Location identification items
▼

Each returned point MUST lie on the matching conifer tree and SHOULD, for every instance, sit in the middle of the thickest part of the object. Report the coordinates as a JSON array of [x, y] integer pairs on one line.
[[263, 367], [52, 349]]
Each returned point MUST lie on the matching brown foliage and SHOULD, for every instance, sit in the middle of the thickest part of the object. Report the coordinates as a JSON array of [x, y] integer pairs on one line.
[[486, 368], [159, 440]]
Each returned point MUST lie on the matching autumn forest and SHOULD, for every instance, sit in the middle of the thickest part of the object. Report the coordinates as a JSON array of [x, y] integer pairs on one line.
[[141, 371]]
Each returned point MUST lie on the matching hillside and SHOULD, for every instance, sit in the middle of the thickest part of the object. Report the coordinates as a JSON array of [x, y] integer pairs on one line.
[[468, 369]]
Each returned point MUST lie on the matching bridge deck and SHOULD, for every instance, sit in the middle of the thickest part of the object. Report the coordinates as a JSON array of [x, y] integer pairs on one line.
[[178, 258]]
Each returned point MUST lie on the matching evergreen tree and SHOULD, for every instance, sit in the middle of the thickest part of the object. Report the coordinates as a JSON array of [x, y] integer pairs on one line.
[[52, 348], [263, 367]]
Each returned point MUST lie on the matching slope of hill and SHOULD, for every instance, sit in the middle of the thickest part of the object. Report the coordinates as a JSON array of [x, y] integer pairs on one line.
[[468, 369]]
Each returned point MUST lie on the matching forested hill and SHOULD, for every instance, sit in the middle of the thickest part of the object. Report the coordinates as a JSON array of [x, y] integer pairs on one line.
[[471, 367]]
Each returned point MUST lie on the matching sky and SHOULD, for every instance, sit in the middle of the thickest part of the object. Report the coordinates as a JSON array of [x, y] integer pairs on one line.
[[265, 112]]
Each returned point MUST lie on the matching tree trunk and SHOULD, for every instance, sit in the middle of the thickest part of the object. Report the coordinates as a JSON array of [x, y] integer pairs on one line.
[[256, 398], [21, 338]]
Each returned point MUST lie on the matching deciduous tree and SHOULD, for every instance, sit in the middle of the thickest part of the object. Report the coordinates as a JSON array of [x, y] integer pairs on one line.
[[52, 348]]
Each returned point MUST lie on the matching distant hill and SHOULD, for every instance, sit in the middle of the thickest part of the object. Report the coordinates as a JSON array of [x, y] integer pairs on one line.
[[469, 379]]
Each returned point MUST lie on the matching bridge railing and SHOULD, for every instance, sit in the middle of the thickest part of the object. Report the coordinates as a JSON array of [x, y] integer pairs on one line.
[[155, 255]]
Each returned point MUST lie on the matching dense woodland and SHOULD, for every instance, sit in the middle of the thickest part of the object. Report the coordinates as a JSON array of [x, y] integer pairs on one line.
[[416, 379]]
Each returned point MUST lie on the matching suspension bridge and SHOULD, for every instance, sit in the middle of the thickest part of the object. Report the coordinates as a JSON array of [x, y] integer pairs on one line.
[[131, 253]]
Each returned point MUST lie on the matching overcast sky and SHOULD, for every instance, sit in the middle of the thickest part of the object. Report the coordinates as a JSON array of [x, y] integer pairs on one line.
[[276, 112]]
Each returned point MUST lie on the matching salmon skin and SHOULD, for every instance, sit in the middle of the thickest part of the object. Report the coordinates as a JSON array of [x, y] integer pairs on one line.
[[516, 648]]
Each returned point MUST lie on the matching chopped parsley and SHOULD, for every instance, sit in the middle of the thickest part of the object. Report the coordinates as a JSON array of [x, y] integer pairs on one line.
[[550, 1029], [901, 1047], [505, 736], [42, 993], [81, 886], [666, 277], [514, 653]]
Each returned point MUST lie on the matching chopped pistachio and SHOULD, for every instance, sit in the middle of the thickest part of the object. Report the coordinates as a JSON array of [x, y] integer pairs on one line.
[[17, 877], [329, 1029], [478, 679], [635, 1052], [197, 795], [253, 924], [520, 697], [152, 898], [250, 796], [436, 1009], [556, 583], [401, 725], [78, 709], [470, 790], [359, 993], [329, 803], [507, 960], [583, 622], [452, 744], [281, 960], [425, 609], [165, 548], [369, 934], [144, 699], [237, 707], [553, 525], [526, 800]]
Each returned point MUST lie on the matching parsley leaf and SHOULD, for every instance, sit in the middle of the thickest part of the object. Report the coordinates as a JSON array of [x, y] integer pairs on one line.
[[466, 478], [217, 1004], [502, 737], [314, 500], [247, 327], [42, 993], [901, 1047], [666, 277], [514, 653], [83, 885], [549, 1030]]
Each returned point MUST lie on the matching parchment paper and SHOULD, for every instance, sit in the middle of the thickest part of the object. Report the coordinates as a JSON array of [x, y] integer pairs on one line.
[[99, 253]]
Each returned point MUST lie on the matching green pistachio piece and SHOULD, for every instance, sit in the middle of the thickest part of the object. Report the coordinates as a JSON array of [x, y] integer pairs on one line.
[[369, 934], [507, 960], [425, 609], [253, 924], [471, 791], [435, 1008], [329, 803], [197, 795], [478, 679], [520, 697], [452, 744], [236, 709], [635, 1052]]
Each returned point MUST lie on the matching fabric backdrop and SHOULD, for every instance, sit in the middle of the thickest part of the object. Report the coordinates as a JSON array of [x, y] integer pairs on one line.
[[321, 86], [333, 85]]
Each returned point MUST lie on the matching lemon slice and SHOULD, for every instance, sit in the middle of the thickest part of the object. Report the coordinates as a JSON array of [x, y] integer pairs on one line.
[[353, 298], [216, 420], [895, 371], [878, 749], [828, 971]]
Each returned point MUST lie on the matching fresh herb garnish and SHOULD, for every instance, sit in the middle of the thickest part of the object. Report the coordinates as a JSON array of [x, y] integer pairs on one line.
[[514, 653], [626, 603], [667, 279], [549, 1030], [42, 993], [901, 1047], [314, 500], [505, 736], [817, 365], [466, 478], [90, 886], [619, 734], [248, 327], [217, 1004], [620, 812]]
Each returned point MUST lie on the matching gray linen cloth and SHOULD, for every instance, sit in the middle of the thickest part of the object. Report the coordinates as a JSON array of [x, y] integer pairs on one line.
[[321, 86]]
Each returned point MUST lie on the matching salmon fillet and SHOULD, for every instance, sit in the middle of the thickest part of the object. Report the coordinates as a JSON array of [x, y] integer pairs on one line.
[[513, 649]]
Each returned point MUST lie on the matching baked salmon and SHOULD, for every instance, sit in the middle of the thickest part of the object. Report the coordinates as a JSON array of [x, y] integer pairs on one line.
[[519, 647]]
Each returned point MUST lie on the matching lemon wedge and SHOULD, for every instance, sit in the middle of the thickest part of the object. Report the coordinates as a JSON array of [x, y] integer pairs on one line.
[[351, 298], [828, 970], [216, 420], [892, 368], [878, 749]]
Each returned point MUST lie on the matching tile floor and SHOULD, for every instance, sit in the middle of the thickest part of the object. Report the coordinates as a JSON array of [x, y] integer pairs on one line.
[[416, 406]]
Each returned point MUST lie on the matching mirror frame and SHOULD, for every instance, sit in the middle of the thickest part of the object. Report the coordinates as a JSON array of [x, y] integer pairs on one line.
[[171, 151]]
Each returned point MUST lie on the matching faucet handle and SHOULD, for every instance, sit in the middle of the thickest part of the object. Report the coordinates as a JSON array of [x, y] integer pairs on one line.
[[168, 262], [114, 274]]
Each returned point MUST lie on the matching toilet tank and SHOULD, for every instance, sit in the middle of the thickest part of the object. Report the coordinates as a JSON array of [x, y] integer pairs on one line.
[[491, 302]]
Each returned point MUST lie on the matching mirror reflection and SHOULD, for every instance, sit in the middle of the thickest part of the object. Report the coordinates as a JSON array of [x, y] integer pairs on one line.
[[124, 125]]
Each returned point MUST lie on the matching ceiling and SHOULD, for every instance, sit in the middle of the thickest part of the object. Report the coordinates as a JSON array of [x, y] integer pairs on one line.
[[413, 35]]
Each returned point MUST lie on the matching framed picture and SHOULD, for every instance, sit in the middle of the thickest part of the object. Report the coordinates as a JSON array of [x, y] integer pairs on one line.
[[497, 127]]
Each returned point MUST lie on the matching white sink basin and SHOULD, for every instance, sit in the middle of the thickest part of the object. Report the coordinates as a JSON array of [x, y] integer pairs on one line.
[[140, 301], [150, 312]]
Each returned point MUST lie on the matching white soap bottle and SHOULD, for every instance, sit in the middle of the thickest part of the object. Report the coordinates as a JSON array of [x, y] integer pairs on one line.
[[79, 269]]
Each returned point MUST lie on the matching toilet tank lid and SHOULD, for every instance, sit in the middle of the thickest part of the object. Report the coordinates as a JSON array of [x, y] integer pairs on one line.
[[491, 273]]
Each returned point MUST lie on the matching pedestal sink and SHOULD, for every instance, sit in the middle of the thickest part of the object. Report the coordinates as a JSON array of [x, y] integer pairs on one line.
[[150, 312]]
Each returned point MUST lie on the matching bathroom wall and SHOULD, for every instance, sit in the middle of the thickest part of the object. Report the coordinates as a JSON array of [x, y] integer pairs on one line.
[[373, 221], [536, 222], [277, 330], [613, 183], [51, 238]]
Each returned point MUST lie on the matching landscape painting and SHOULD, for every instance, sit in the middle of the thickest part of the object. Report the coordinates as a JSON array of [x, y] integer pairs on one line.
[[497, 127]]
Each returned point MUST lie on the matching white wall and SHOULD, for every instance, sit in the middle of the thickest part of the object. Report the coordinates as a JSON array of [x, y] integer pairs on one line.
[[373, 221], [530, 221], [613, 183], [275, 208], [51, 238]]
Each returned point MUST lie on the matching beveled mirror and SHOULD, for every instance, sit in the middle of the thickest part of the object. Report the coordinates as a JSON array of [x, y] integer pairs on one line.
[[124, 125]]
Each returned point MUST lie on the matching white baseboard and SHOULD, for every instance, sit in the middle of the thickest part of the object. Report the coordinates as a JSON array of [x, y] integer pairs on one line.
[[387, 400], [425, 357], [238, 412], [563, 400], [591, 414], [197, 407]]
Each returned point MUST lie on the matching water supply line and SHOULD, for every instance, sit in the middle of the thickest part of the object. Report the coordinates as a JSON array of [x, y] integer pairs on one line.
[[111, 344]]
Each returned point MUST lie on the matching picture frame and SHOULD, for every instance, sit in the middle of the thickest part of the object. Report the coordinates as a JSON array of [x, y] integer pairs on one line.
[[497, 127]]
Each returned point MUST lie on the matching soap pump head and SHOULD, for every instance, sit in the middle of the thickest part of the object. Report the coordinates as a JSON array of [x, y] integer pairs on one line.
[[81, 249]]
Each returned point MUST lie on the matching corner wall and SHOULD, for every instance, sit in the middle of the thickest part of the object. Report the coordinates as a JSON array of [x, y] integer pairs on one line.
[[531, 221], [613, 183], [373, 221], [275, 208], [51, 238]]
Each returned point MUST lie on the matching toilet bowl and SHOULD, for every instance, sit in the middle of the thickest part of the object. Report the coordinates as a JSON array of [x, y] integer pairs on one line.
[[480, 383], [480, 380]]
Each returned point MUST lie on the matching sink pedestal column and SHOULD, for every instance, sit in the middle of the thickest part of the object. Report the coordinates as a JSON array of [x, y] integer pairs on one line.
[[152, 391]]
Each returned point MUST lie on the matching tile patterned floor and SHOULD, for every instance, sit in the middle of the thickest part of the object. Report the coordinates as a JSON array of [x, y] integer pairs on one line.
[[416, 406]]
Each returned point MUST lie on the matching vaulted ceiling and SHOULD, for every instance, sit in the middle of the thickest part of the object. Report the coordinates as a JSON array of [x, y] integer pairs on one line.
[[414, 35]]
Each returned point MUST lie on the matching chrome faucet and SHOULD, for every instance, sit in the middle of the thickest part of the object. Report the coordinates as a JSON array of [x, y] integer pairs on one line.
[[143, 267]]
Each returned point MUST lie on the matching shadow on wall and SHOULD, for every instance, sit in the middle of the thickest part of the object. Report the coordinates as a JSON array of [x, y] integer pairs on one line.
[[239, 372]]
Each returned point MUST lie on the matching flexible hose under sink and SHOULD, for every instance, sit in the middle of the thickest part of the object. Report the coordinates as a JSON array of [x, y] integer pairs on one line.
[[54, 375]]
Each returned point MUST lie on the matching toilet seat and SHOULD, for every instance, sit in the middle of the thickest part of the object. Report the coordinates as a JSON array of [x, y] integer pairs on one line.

▲

• The request: Can you print the lines of the records unchanged, beginning at the line that contains "Each returned point MUST lie on the matching white sink" and stopping after the line that contains "[[491, 273]]"?

• Reply:
Each returned point MUST lie on the matching white sink basin and SHOULD, for every instance, sit in the middle of the thickest part of the object. Report the coordinates as a JSON array of [x, y] integer pairs on one line.
[[140, 301], [150, 312]]
Each returned point MUST lie on the matching white soap bottle and SHOULD, for every instance, sit in the middle of the thickest part of the object. Report the coordinates as a JSON array of [x, y] integer pairs on one line.
[[79, 269]]
Each returned point MUST lie on the matching toilet tank lid and SHOULD, for every instance, sit in the middle of the thickest part of the object. Report the coordinates as a JSON array of [x, y] integer pairs on one line.
[[491, 273]]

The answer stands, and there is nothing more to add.